_ASSIGNMENT A:_
In the pathogen sensor article, who led the KAIST team that created the sensor?
_ASSIGNMENT B:_
Reproduce the pathogen sensor article word for word, from "South Korean scientists" to "potentially fatal bacterial infections.".

[EXCERPT TO READ Boundary: Start]

Published 24 March 2010

On average 540 million people become sick with harmful bacteria every year with fifteen million losing their lives to infectious disease around the world; the key to fighting infectious disease is for doctors to determine quickly what kind of pathogen or infectious agents have entered the body and sidestepped the natural immune system

South Korean scientists said they have developed a fast and accurate pathogen detection sensor that could help save the lives of countless numbers of people around world. Yonhap News Agency reports that the Korea Advanced Institute of Science and Technology (KAIST) team led by Lee Sang-yup and Kim Bong-soo created a “multiplex pathogen detection” sensor that can use a single array or chip to check for potentially fatal bacterial infections.

On average 540 million people become sick with harmful bacteria every year with fifteen million losing their lives to infectious disease around the world. A person can become infected with a harmful pathogen through wounds, by breathing contaminated air, and eating bad food.

[EXCERPT TO READ Boundary: End]
[INFORMATION SUPPLIED Boundary: Start]

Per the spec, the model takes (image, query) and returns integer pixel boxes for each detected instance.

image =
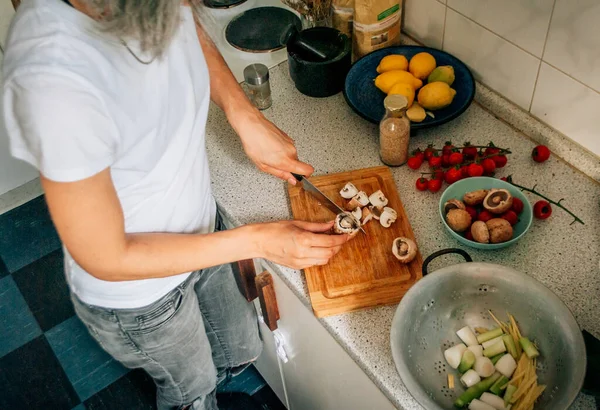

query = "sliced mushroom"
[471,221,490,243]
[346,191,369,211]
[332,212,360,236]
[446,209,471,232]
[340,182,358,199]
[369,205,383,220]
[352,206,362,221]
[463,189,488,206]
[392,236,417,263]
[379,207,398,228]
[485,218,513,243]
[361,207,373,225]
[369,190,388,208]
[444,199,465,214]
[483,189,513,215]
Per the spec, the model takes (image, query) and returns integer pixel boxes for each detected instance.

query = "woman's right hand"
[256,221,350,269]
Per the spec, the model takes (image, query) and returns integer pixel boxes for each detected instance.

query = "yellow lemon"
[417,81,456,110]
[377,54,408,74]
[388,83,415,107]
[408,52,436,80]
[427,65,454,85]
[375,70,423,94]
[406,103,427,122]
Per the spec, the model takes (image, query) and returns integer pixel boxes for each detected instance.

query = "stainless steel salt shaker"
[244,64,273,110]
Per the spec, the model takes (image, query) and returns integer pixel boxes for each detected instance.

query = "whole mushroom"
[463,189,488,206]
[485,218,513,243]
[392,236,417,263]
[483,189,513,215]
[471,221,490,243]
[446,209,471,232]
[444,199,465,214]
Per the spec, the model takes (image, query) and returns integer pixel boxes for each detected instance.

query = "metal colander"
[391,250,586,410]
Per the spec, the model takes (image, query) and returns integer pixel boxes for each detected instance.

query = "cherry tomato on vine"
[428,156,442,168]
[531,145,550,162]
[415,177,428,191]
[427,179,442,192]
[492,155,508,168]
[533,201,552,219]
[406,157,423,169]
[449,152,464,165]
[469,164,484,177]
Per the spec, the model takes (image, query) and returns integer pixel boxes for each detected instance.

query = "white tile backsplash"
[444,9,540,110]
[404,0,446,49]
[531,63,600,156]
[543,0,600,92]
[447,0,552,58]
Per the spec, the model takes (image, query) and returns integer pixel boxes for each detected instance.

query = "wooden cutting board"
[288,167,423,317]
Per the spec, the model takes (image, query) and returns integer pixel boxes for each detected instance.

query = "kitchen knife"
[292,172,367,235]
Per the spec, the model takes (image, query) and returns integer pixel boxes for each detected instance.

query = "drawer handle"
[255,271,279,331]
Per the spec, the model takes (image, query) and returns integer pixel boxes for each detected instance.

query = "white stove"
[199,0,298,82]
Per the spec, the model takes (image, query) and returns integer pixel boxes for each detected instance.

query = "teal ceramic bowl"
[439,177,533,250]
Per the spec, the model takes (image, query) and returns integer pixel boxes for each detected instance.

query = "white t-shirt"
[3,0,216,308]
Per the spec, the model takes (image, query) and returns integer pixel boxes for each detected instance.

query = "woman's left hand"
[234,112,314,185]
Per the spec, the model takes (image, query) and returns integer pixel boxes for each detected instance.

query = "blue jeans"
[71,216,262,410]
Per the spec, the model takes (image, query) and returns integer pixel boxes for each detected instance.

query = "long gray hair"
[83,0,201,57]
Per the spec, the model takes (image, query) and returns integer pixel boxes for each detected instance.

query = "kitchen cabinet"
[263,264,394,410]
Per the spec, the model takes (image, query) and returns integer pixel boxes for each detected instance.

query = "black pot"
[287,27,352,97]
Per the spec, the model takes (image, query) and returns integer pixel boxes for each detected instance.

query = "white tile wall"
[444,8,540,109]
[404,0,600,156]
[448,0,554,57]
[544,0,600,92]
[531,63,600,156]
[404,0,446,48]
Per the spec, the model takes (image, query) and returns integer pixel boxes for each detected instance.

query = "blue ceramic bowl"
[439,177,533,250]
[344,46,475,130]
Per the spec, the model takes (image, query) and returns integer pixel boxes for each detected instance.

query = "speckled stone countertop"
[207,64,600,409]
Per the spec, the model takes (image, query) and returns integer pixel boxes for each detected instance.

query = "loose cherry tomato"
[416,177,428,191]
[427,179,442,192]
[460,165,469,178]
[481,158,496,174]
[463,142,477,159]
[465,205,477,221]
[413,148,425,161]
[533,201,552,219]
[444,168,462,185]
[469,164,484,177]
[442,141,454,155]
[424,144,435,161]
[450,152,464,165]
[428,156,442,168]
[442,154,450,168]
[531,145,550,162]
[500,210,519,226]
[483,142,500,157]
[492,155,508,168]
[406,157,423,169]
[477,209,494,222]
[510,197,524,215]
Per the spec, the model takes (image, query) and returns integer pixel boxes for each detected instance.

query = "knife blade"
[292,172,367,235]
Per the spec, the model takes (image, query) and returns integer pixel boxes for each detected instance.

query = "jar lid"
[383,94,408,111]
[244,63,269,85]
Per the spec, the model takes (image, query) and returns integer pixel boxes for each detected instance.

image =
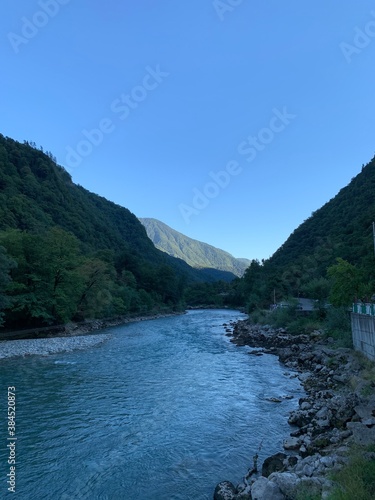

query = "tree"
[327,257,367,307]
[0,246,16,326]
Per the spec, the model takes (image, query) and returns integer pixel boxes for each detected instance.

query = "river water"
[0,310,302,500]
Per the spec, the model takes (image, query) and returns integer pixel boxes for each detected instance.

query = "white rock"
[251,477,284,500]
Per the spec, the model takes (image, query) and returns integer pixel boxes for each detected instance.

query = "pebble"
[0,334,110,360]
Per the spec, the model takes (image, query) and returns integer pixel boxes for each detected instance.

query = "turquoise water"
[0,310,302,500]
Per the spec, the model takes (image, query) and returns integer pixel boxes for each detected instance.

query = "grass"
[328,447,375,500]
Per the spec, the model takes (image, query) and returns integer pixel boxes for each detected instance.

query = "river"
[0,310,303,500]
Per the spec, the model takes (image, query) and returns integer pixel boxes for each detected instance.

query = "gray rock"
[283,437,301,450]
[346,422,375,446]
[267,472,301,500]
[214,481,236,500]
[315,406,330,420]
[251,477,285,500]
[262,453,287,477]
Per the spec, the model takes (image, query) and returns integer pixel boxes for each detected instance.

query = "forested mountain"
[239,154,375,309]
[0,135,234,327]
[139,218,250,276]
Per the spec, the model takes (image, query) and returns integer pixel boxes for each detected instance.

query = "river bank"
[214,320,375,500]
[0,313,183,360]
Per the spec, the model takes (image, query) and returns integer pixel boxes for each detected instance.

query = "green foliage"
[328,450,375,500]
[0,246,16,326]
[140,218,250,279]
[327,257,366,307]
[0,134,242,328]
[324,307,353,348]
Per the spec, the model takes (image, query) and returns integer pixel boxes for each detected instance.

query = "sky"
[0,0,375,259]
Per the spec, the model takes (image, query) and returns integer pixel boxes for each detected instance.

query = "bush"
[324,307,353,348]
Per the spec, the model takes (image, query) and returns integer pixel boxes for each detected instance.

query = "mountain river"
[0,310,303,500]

[INFORMATION SUPPLIED Boundary: End]
[INFORMATION SUPPLIED Boundary: Start]

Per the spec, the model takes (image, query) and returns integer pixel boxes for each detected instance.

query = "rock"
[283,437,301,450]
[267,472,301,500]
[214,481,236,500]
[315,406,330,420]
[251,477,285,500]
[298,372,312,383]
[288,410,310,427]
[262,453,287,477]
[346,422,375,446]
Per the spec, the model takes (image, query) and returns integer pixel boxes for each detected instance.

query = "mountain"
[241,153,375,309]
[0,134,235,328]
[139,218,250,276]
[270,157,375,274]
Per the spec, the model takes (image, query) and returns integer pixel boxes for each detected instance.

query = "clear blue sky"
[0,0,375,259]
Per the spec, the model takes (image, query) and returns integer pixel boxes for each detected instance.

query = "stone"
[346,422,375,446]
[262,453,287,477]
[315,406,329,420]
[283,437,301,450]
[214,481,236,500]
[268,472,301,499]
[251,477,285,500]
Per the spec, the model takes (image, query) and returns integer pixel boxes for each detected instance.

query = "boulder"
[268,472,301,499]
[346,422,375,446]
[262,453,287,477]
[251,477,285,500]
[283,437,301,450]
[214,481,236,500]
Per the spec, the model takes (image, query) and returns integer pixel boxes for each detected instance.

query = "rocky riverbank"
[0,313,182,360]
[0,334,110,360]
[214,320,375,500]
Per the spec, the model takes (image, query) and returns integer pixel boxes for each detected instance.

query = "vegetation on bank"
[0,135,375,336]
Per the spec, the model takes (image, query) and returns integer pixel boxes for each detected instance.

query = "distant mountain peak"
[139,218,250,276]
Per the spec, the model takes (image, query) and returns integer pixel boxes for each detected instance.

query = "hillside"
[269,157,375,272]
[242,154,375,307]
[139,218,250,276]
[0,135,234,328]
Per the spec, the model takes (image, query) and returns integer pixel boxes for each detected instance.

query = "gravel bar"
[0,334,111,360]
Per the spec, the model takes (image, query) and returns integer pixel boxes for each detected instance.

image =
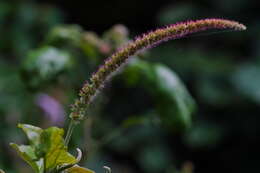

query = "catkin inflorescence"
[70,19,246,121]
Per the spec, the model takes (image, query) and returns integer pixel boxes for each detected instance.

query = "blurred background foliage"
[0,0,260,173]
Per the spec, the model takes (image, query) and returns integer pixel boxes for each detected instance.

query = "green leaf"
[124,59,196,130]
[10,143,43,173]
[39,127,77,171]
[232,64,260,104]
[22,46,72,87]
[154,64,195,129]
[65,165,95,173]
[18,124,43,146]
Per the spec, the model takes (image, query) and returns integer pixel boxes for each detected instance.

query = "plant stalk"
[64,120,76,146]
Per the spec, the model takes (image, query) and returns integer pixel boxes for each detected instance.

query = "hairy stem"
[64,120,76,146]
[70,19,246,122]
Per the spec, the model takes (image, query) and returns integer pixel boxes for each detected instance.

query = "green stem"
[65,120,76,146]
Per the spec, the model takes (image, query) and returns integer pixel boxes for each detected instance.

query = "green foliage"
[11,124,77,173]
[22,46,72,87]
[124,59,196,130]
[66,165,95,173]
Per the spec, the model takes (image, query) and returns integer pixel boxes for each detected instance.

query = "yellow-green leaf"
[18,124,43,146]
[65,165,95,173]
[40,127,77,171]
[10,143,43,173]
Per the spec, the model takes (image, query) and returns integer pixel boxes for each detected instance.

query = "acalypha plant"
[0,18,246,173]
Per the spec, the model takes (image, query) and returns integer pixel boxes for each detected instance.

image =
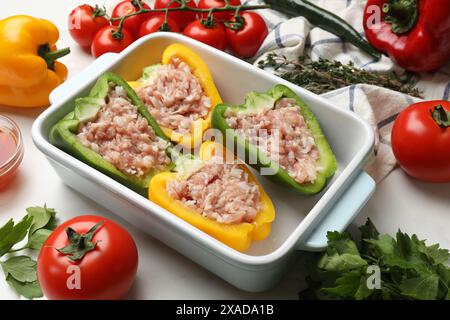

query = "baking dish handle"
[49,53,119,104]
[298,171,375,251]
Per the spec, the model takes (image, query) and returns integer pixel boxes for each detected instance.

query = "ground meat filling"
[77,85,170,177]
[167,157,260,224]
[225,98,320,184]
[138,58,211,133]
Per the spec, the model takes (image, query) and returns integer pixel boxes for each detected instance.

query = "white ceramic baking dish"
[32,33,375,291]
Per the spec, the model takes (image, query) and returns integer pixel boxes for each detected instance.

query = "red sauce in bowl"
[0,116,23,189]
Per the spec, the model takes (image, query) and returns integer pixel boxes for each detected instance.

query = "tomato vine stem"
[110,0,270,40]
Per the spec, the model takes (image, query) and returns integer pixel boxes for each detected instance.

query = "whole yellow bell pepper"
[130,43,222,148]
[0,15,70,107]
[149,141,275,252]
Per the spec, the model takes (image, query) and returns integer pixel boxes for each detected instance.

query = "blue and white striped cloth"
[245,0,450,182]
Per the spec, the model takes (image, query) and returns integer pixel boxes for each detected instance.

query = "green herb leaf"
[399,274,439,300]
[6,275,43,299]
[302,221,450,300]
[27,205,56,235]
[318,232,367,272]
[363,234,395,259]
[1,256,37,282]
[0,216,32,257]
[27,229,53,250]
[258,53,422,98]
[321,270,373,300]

[INFORMATION SUPPLIED Boundary: End]
[INFORMATION SUPPLIED Boundary: Start]

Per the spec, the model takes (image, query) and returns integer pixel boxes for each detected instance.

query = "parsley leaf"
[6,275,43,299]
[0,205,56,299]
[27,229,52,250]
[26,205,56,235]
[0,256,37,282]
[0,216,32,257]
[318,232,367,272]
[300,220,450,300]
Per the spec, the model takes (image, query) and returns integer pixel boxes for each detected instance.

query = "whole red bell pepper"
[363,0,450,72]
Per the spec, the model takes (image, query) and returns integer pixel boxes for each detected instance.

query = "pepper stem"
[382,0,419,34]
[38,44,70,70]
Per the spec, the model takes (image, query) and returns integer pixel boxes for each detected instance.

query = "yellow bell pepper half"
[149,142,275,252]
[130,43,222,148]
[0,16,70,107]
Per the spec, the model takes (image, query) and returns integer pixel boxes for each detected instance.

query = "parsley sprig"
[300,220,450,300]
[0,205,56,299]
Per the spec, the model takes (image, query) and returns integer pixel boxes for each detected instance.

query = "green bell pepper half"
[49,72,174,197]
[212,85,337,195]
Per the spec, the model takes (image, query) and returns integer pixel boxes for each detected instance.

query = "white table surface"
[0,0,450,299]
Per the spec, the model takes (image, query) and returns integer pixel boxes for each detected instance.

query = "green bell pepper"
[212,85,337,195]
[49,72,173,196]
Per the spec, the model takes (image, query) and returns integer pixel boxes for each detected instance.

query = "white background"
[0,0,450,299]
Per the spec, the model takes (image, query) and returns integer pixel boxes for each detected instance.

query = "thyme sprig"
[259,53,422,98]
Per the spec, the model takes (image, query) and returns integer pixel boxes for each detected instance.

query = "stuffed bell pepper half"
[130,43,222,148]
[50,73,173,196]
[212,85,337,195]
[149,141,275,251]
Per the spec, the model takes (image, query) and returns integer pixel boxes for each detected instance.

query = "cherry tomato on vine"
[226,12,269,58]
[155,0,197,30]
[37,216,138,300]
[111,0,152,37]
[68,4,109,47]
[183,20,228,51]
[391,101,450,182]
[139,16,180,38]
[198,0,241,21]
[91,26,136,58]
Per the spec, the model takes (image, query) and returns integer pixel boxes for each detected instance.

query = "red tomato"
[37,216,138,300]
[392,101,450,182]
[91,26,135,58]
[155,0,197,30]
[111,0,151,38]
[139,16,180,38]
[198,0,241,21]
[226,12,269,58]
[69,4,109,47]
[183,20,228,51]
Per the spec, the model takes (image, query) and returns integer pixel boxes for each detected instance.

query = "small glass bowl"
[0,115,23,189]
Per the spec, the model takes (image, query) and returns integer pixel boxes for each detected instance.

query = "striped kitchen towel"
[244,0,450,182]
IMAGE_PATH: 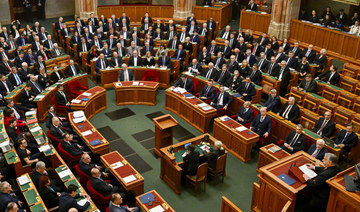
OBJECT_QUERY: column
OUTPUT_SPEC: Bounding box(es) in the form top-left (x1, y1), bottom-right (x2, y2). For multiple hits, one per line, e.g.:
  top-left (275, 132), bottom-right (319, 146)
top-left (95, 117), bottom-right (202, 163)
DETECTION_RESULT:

[INFORMATION SUPPLIED Boundary: End]

_WORKED SOLUTION A:_
Lee Sang-yup and Kim Bong-soo

_WORKED SOLUTION B:_
South Korean scientists said they have developed a fast and accurate pathogen detection sensor that could help save the lives of countless numbers of people around world. Yonhap News Agency reports that the Korea Advanced Institute of Science and Technology (KAIST) team led by Lee Sang-yup and Kim Bong-soo created a “multiplex pathogen detection” sensor that can use a single array or chip to check for potentially fatal bacterial infections.